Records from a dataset
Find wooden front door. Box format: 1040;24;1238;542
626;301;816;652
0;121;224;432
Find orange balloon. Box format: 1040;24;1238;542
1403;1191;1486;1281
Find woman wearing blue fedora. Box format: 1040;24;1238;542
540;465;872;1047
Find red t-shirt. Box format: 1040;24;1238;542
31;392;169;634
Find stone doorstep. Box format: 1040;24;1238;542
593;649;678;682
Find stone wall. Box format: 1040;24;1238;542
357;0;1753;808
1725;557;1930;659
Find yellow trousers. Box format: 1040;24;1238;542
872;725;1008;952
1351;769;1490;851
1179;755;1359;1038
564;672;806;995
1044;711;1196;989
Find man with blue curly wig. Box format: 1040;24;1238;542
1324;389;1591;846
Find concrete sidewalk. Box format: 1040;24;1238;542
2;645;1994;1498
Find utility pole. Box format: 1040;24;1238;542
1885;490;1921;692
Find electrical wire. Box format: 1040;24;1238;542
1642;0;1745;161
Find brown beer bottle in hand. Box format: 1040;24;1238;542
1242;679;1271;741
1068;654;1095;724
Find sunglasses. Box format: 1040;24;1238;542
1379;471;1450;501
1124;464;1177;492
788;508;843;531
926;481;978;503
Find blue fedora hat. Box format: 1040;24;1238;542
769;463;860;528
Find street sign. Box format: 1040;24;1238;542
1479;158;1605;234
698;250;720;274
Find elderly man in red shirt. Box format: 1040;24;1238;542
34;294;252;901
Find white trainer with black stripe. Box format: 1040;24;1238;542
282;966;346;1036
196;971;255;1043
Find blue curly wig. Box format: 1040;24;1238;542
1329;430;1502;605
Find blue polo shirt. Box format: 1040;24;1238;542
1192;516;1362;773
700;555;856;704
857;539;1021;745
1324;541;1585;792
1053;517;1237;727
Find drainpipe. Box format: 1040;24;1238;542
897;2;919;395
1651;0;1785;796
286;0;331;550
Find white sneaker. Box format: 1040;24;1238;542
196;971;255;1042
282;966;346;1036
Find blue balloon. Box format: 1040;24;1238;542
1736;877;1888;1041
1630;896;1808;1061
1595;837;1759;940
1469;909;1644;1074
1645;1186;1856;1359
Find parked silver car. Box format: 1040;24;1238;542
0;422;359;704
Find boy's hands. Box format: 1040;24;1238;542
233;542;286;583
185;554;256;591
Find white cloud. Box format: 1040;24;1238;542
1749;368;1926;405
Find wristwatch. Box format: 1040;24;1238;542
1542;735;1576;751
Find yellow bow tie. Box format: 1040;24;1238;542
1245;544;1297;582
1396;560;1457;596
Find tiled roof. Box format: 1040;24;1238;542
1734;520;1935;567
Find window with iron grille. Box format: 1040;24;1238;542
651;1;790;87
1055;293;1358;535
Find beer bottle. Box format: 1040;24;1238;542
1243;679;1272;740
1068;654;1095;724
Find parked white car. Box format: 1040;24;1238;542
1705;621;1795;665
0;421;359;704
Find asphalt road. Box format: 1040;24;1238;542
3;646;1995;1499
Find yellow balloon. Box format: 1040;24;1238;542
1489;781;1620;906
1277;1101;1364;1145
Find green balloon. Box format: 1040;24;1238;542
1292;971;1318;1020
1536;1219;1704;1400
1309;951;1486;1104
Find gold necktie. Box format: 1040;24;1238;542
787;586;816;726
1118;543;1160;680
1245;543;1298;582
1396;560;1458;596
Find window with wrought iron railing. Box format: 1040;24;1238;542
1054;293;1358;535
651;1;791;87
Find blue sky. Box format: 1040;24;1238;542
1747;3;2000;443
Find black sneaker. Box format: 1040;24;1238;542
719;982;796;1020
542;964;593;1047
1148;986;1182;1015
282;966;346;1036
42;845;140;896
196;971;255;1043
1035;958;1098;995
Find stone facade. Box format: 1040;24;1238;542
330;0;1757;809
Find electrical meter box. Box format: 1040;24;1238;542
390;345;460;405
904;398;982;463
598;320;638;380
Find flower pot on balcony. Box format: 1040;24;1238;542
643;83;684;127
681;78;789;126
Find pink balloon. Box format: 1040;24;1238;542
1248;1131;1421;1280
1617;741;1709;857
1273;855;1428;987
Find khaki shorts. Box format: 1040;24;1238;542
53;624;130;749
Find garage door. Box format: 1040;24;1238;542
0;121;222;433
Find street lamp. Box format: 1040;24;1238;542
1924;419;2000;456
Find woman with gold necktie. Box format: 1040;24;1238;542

Task prompt.
A verbatim copy of all the records is required. Write it out in full.

Exercise response.
Find wooden front door. Box format: 1040;24;1238;542
626;301;816;652
0;121;224;432
Find orange balloon. Box format: 1040;24;1238;542
1403;1191;1486;1281
Find woman wearing blue fedora. Box format: 1040;24;1238;542
540;465;872;1047
Find red t-shirt. Box format: 1040;24;1238;542
31;392;169;634
Find stone doorstep. Box format: 1040;24;1238;542
593;649;678;682
Find stone wall. Box format: 1040;24;1238;542
357;0;1753;808
1725;557;1930;659
Find yellow trousers. Box format: 1040;24;1238;542
872;725;1008;952
1351;769;1490;851
1179;755;1359;1038
564;672;806;995
1044;711;1196;989
Find man with blue curly wig. Box format: 1040;24;1238;542
1324;389;1591;846
Find concrete sidewalk. Box format: 1040;24;1238;542
2;645;1994;1498
Find utility pole. Box format: 1040;24;1238;542
1885;490;1921;692
Find electrical wire. Box format: 1040;24;1238;542
1642;0;1745;161
Find brown beer bottle in hand. Box format: 1040;24;1238;542
1242;679;1271;741
1068;654;1095;724
Find sunglasses. Box format: 1040;24;1238;542
1379;471;1450;501
1124;464;1177;492
788;508;843;531
926;481;978;503
Find blue fedora hat. Box format: 1040;24;1238;542
769;463;860;528
Find street sign. Box format: 1040;24;1238;542
1479;158;1605;234
698;250;720;274
Find elderly man in red shirt. Box format: 1040;24;1238;542
34;294;252;901
Find white trainer with black stripe. Box format: 1040;24;1238;542
282;966;346;1036
196;971;255;1043
Find blue curly wig. Box format: 1040;24;1238;542
1329;430;1502;605
Find blue polo shirt. Box format: 1040;24;1238;542
1192;516;1362;773
700;555;856;704
857;539;1021;745
1324;541;1585;792
1053;517;1237;727
Find drainpipe. Box format: 1040;24;1238;542
897;2;919;395
1651;0;1785;796
286;0;331;550
Find white sneaker. Box format: 1040;24;1238;542
196;971;255;1042
282;966;346;1036
Find blue balloon. Box format: 1040;24;1238;542
1736;877;1888;1041
1630;896;1808;1061
1595;837;1759;940
1469;909;1644;1074
1645;1186;1856;1359
Find parked silver car. Box format: 1040;24;1238;542
0;422;359;704
Find boy's hands. Box format: 1040;24;1238;542
233;542;286;583
185;554;256;591
Find white cloud. Box format: 1040;24;1238;542
1749;368;1926;405
Find wristwatch. Box format: 1040;24;1238;542
1542;735;1576;751
Find yellow bow tie. Box format: 1040;24;1238;542
1245;544;1297;582
1396;560;1457;596
Find tiled roof. Box format: 1040;24;1238;542
1734;520;1935;567
Find window with iron grille. Box format: 1040;24;1238;542
651;1;790;87
1055;293;1358;535
Find beer bottle. Box format: 1040;24;1238;542
1243;679;1272;740
1068;654;1095;724
Find parked white car. Box format: 1040;24;1238;542
1705;621;1795;665
0;421;359;704
Find asphalt road. Box format: 1040;24;1238;542
3;646;1995;1499
Find yellow balloon. Box format: 1040;24;1238;542
1489;781;1620;906
1277;1101;1364;1145
Find green balloon. Box format: 1040;24;1238;542
1292;971;1318;1020
1536;1219;1704;1400
1309;951;1486;1104
Find gold necktie. Box format: 1040;24;1238;542
787;586;816;726
1118;543;1160;680
1245;543;1298;582
1396;560;1458;596
Find window with wrought iron railing. Box format: 1040;24;1238;542
1054;293;1358;535
651;1;791;87
Find blue sky. Box format: 1040;24;1238;542
1747;3;2000;443
Find black sneaker. Box format: 1040;24;1238;542
719;982;796;1020
542;964;593;1047
1148;986;1182;1015
282;966;346;1036
42;845;140;896
196;971;255;1043
1035;958;1098;995
Find stone facade. Box format: 1040;24;1238;542
330;0;1757;809
Find electrical meter box. Box format: 1040;24;1238;542
390;345;460;405
904;398;982;463
598;320;638;380
Find flower pot on balcony. Box format: 1040;24;1238;542
643;83;684;127
681;78;789;126
Find pink balloon. Box format: 1040;24;1238;542
1248;1131;1421;1280
1617;741;1709;857
1273;855;1428;987
Find khaki shorts. Box format: 1040;24;1238;542
53;624;130;749
Find garage door. Box format: 1040;24;1238;542
0;121;222;433
Find street lamp. Box format: 1040;24;1238;542
1924;419;2000;456
Find woman with gold necktie. Box format: 1040;24;1238;542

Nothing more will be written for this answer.